Point-based annotation data
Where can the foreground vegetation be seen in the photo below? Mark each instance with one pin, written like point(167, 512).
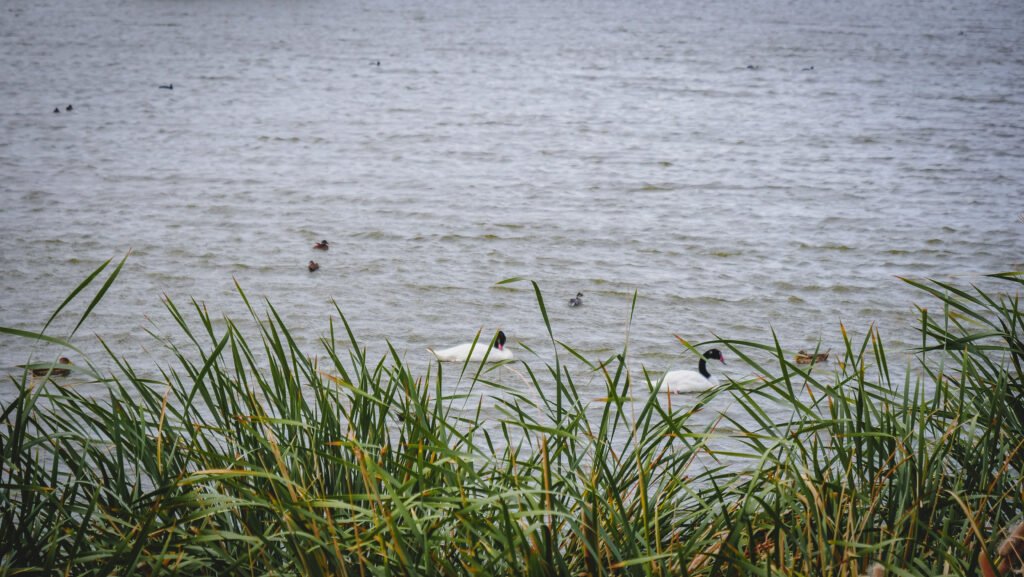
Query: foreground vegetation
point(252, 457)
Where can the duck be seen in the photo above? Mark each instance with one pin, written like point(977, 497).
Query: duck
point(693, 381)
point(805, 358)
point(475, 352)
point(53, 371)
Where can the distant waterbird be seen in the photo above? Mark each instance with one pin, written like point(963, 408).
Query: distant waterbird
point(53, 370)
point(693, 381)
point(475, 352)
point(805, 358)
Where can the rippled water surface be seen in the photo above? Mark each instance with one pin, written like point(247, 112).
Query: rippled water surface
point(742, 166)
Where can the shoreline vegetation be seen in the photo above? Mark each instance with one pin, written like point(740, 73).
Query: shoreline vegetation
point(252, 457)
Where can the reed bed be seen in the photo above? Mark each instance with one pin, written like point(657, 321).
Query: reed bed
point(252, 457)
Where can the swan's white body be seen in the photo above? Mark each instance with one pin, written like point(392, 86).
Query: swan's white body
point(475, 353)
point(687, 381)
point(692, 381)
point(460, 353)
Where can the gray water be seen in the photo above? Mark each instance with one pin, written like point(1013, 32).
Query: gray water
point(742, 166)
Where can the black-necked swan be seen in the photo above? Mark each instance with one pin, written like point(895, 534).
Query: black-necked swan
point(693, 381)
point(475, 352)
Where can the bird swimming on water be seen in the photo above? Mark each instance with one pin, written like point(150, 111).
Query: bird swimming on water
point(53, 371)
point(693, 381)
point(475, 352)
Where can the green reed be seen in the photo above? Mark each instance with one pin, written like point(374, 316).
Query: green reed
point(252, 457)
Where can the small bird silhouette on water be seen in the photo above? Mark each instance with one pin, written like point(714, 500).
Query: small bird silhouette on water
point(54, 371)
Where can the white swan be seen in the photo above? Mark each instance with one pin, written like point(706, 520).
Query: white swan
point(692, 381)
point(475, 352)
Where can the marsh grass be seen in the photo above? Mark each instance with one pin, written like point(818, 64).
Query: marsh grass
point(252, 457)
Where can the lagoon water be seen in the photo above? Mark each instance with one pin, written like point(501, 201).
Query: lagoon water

▸ **Task requirements**
Copy the lines verbatim, beginning at the line that contains "Where can the green" and continuing through the last line.

▸ **Reply**
Where can the green reed be seen in the photo above? Mark each instance with one pin, written like point(374, 316).
Query: green reed
point(252, 457)
Where can the small bird silhouette on water be seen in the photo above? Mark each instance with one pin, written like point(714, 500).
Query: small bird silhouette on water
point(54, 371)
Where can the white swan be seen in the photo above? Mark each instance with one pin, written like point(706, 520).
Query: white swan
point(692, 381)
point(475, 352)
Where can the marsh grass be seen in the photo above? Mark each instance with one pin, written like point(818, 64).
Query: marsh grass
point(252, 457)
Where can the lagoon water be seen in the photo above? Mark each instance with one pin, written like point(501, 201).
Query: lagoon water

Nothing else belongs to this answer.